#### BRIEF
Continue the meta-analysis passage on heterogeneity among machine learning studies, picking up right after its final sentence.

#### TEXT FOR ANALYSIS
Forest plot for pooled sensitivity and specificity of Best‐Performing Models.
FIGURE 3.
SROC curve of Best‐Performing Models.
3.3. Heterogeneity Analysis
To examine the robustness of these pooled results, a leave‐one‐out sensitivity analysis was performed. The pooled sensitivity remained relatively stable, ranging between 0.80 and 0.86, regardless of which study was excluded. This indicates that no single study had an undue influence on the overall findings. However, heterogeneity assessments revealed that exclusion of the study by Sang et al. (2024) resulted in a substantial reduction in the Q statistic to 76.16, suggesting that this study contributed significantly to the observed heterogeneity. Conversely, removing the study by Wändell et al. (2025) slightly increased the between‐study variance, likely because the large sample size of this study helped to stabilise the overall meta‐analytic estimates.
In an effort to explore potential sources of heterogeneity, meta‐regression analyses were conducted using algorithm type and country of origin as moderators. The meta‐regression examining algorithm type did not yield statistically significant results (p = 0.080), although the model explained a large portion of the variance (R 2 = 0.96). Similarly, meta‐regression using country of study as a moderator showed no significant association with sensitivity (p = 0.074), with the model accounting for 87% of variance (R 2 = 0.87). These findings suggest that neither the type of machine learning algorithm nor the country in which the study was conducted sufficiently explained the heterogeneity observed among the included studies.

#### INFORMATION SHOWN
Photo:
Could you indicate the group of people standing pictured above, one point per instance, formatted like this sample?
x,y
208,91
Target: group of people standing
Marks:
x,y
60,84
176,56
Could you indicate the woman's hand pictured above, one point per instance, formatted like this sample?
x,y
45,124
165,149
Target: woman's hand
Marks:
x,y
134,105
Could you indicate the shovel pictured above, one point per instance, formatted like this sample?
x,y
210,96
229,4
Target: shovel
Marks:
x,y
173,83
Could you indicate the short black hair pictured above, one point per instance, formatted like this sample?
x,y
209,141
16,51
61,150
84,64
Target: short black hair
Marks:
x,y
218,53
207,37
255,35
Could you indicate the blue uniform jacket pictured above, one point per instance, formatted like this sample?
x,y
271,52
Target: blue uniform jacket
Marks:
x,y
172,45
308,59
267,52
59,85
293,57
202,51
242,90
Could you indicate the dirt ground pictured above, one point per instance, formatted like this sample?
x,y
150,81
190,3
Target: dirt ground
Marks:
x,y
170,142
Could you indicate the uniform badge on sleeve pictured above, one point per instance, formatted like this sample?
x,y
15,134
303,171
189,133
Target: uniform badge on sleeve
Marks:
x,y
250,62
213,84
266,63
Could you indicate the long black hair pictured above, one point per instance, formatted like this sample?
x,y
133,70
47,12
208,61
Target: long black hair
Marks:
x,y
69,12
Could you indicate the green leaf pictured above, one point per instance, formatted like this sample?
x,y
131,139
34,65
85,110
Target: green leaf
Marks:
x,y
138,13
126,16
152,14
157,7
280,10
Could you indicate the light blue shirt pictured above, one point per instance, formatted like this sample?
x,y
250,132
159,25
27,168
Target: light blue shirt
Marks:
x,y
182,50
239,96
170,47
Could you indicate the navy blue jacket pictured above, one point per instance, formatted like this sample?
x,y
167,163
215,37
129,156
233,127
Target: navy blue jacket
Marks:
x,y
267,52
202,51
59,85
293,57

#### RESPONSE
Publication bias was assessed using Egger's regression test applied to the sensitivity estimates. The test yielded a p‐value of 0.59, indicating no statistically significant evidence of publication bias (Figure 4). However, given the limited number of included studies, the power to detect bias was inherently low, and the possibility of unrecognised bias cannot be entirely excluded.
FIGURE 4.
Funnel Plot for best performing models.
3.4. Quality Assessment
The quality of the included studies was evaluated using the PROBAST‐AI tool, focusing on three key domains: development, evaluation, and application. In the development domain, 75% of studies were assessed as having a low risk of bias, while 25% showed a moderate risk. The evaluation domain showed a greater proportion of concern, with 56% of studies rated as having a moderate risk of bias and 44% rated as low risk. The application domain reflected strong methodological adherence, with 94% of studies rated as low risk and only 6% as moderate risk. Overall, 56% of the studies were considered at high risk of bias when all domains were combined, while 44% were judged to be at low overall risk (Figure 5). These findings highlight methodological variability among the included studies, particularly in the evaluation phase, underscoring the need for more rigorous validation practices in future research.
FIGURE 5.
Quality assessment based on PROBAST + AI tool.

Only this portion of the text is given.